▶ _Objective_
Repeat each line of the material exactly.

▶ _Labeled-object pointing entries_

__________________________________________________

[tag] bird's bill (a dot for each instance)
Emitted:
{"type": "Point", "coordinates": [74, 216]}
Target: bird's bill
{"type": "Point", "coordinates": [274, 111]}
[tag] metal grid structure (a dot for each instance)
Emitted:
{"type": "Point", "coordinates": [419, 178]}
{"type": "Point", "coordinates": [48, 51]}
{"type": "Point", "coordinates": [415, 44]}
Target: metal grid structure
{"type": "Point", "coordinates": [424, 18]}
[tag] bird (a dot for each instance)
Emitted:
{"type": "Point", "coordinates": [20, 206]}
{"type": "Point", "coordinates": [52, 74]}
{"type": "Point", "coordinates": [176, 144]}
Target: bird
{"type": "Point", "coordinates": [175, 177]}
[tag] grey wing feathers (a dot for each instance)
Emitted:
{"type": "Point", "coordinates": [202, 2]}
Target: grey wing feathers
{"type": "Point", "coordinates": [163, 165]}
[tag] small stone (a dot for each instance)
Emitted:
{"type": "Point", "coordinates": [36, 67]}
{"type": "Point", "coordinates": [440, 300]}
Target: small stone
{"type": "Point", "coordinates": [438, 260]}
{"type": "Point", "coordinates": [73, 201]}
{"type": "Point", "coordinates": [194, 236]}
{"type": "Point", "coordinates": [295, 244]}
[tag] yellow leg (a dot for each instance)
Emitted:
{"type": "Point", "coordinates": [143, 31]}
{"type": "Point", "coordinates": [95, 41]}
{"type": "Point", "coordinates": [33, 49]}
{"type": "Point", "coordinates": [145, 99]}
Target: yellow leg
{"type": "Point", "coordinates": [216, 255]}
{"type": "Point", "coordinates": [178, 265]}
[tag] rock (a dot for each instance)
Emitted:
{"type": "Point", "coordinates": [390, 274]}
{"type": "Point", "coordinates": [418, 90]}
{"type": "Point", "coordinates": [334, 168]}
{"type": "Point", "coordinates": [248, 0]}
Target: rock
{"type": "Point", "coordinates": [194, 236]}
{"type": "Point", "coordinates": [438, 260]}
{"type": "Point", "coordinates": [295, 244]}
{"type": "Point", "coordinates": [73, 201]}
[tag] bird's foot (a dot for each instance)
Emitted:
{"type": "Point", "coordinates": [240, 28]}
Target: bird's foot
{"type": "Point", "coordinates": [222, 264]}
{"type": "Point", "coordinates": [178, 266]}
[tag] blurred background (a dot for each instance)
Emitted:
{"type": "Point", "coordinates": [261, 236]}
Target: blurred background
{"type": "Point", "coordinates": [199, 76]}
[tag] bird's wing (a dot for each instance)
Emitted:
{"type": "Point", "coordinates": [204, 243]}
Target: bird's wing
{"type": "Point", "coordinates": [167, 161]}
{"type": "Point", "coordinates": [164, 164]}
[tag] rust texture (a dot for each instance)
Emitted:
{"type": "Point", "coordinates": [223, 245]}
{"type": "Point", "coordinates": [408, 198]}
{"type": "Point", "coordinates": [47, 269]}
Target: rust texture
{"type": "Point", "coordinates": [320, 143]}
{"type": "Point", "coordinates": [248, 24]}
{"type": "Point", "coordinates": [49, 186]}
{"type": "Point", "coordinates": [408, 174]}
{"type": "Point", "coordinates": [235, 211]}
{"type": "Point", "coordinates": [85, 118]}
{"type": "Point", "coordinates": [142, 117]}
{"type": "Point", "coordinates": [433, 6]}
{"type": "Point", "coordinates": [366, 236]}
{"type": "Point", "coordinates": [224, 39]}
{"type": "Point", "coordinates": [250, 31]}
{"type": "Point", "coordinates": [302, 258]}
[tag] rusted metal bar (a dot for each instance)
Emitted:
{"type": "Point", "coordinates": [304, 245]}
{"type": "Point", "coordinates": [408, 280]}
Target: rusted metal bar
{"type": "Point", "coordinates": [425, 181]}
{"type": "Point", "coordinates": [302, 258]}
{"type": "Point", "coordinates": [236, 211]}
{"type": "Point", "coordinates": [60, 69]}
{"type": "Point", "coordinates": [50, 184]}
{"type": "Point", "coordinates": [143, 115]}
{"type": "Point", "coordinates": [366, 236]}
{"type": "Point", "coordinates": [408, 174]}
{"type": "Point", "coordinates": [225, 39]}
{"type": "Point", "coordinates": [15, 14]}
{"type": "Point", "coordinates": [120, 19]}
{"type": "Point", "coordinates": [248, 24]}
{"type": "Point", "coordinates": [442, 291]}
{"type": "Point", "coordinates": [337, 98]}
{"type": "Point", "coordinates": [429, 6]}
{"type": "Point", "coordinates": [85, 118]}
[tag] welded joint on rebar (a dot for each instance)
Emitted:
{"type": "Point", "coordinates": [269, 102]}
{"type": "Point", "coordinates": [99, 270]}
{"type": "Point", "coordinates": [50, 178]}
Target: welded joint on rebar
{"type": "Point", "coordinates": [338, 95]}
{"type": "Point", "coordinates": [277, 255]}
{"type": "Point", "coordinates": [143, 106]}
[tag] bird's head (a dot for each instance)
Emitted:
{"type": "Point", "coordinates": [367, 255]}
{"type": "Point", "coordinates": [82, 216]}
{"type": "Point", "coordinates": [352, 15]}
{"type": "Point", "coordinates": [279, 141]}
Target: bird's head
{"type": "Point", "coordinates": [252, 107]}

__________________________________________________

▶ _Result below_
[tag] bird's bill (a dot for each instance)
Emitted:
{"type": "Point", "coordinates": [74, 216]}
Target: bird's bill
{"type": "Point", "coordinates": [274, 111]}
[tag] metal grid structure (a dot for each instance)
Emitted:
{"type": "Point", "coordinates": [419, 178]}
{"type": "Point", "coordinates": [48, 51]}
{"type": "Point", "coordinates": [415, 44]}
Target: metal grid structure
{"type": "Point", "coordinates": [424, 18]}
[tag] bird (a dot for each instance)
Emitted:
{"type": "Point", "coordinates": [20, 206]}
{"type": "Point", "coordinates": [52, 74]}
{"type": "Point", "coordinates": [176, 144]}
Target: bird
{"type": "Point", "coordinates": [175, 177]}
[tag] grey wing feathers (a dot for each instance)
Emitted:
{"type": "Point", "coordinates": [202, 2]}
Target: grey wing feathers
{"type": "Point", "coordinates": [163, 165]}
[tag] small stone (a dot for each instance)
Emitted:
{"type": "Point", "coordinates": [36, 67]}
{"type": "Point", "coordinates": [440, 300]}
Target: small stone
{"type": "Point", "coordinates": [438, 260]}
{"type": "Point", "coordinates": [73, 201]}
{"type": "Point", "coordinates": [194, 236]}
{"type": "Point", "coordinates": [295, 244]}
[tag] yellow leg (a dot for each instance)
Emitted:
{"type": "Point", "coordinates": [143, 31]}
{"type": "Point", "coordinates": [95, 41]}
{"type": "Point", "coordinates": [33, 49]}
{"type": "Point", "coordinates": [145, 99]}
Target: yellow leg
{"type": "Point", "coordinates": [216, 255]}
{"type": "Point", "coordinates": [178, 265]}
[tag] rock (a dot for each instance)
Emitted:
{"type": "Point", "coordinates": [390, 274]}
{"type": "Point", "coordinates": [418, 90]}
{"type": "Point", "coordinates": [334, 168]}
{"type": "Point", "coordinates": [248, 0]}
Target: rock
{"type": "Point", "coordinates": [194, 236]}
{"type": "Point", "coordinates": [438, 260]}
{"type": "Point", "coordinates": [295, 244]}
{"type": "Point", "coordinates": [73, 201]}
[tag] bird's foot (a dot for each instance)
Emitted:
{"type": "Point", "coordinates": [240, 28]}
Target: bird's foot
{"type": "Point", "coordinates": [222, 264]}
{"type": "Point", "coordinates": [178, 266]}
[tag] blurred background (a dot for each instance)
Emitted:
{"type": "Point", "coordinates": [261, 236]}
Target: blurred background
{"type": "Point", "coordinates": [199, 76]}
[tag] bird's wing (a dot for each instance)
Emitted:
{"type": "Point", "coordinates": [204, 243]}
Target: bird's wing
{"type": "Point", "coordinates": [167, 161]}
{"type": "Point", "coordinates": [164, 164]}
[tag] rust texture (a dot for each instance)
Emitted:
{"type": "Point", "coordinates": [223, 245]}
{"type": "Point", "coordinates": [408, 198]}
{"type": "Point", "coordinates": [47, 269]}
Target: rust texture
{"type": "Point", "coordinates": [320, 143]}
{"type": "Point", "coordinates": [248, 24]}
{"type": "Point", "coordinates": [49, 186]}
{"type": "Point", "coordinates": [408, 174]}
{"type": "Point", "coordinates": [235, 211]}
{"type": "Point", "coordinates": [85, 118]}
{"type": "Point", "coordinates": [142, 117]}
{"type": "Point", "coordinates": [433, 6]}
{"type": "Point", "coordinates": [366, 236]}
{"type": "Point", "coordinates": [224, 39]}
{"type": "Point", "coordinates": [250, 31]}
{"type": "Point", "coordinates": [302, 258]}
[tag] rusted metal bar (a dot for each instance)
Emitted:
{"type": "Point", "coordinates": [304, 245]}
{"type": "Point", "coordinates": [408, 280]}
Target: rusted metal bar
{"type": "Point", "coordinates": [425, 181]}
{"type": "Point", "coordinates": [302, 258]}
{"type": "Point", "coordinates": [236, 211]}
{"type": "Point", "coordinates": [60, 69]}
{"type": "Point", "coordinates": [50, 184]}
{"type": "Point", "coordinates": [143, 115]}
{"type": "Point", "coordinates": [366, 236]}
{"type": "Point", "coordinates": [408, 174]}
{"type": "Point", "coordinates": [225, 39]}
{"type": "Point", "coordinates": [15, 14]}
{"type": "Point", "coordinates": [120, 19]}
{"type": "Point", "coordinates": [248, 24]}
{"type": "Point", "coordinates": [442, 291]}
{"type": "Point", "coordinates": [337, 98]}
{"type": "Point", "coordinates": [429, 6]}
{"type": "Point", "coordinates": [85, 118]}
[tag] welded joint on rebar (a dot for each instance)
Emitted:
{"type": "Point", "coordinates": [269, 102]}
{"type": "Point", "coordinates": [99, 270]}
{"type": "Point", "coordinates": [50, 178]}
Target: welded joint on rebar
{"type": "Point", "coordinates": [338, 95]}
{"type": "Point", "coordinates": [277, 255]}
{"type": "Point", "coordinates": [143, 106]}
[tag] bird's head (a dot for each instance)
Emitted:
{"type": "Point", "coordinates": [367, 255]}
{"type": "Point", "coordinates": [82, 216]}
{"type": "Point", "coordinates": [352, 15]}
{"type": "Point", "coordinates": [279, 141]}
Target: bird's head
{"type": "Point", "coordinates": [252, 107]}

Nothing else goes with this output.